Thank you. At this time, we will be conducting a question and answer session. If you would like to ask a question, please press star 1 on your telephone keypad. A confirmation tone will indicate your line is in the question queue. You may press star 2 if you would like to remove your question from the queue. For participants using speaker equipment, it may be necessary to pick up your handset before pressing the star keys. One moment, please, while we poll for questions. Our first question is from Brian Drab of William Blair. Please proceed with your question.

speaker
William Blair

Hi. Thanks for taking my questions. I was wondering if we could just start by clarifying the gross margin on slide 14. I guess the blue line or blue column is the gross margin forecast. Is that right, Bill? And in the first quarter, what are you telling us about gross margin? Is it zero or below zero for the first quarter?

## PROVIDED DATA
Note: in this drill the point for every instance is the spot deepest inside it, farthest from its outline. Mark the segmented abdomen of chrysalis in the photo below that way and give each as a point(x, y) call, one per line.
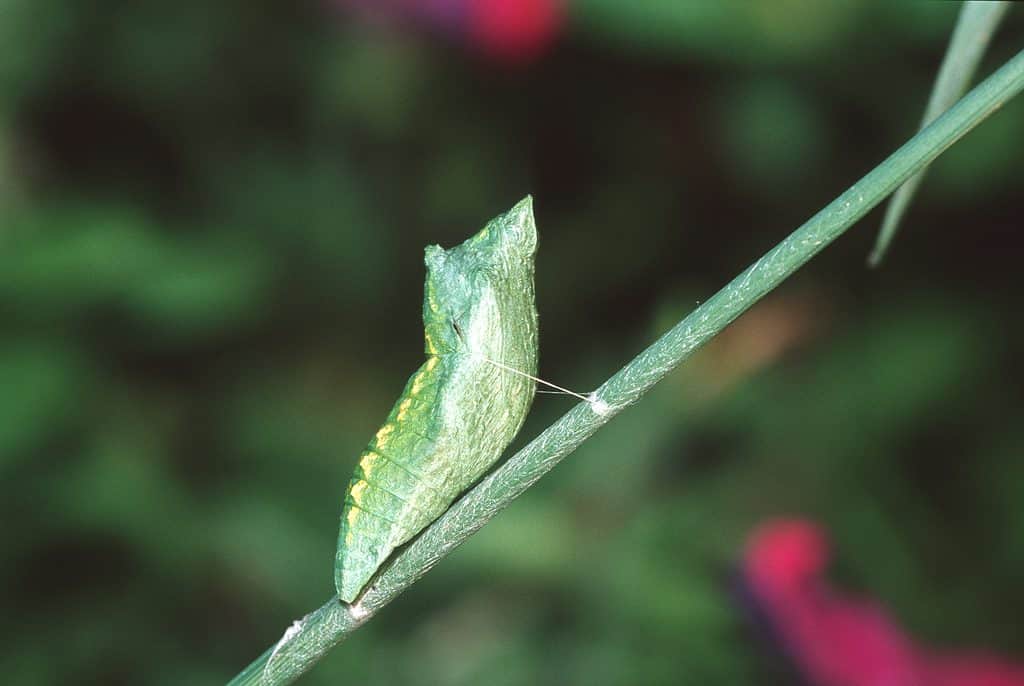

## TASK REQUIREMENTS
(1) Answer these about the transcript:
(a) Which key should participants press to ask a question?
(b) What firm is Brian Drab with?
(c) Which slide does the caller ask about first?
(2) Return the transcript word for word from "Thank you. At" to "with your question.".
The data plays no part here.

## ANSWERS TO THE PROBLEMS
(1)
(a) Star 1
(b) William Blair
(c) Slide 14

(2)
Thank you. At this time, we will be conducting a question and answer session. If you would like to ask a question, please press star 1 on your telephone keypad. A confirmation tone will indicate your line is in the question queue. You may press star 2 if you would like to remove your question from the queue. For participants using speaker equipment, it may be necessary to pick up your handset before pressing the star keys. One moment, please, while we poll for questions. Our first question is from Brian Drab of William Blair. Please proceed with your question.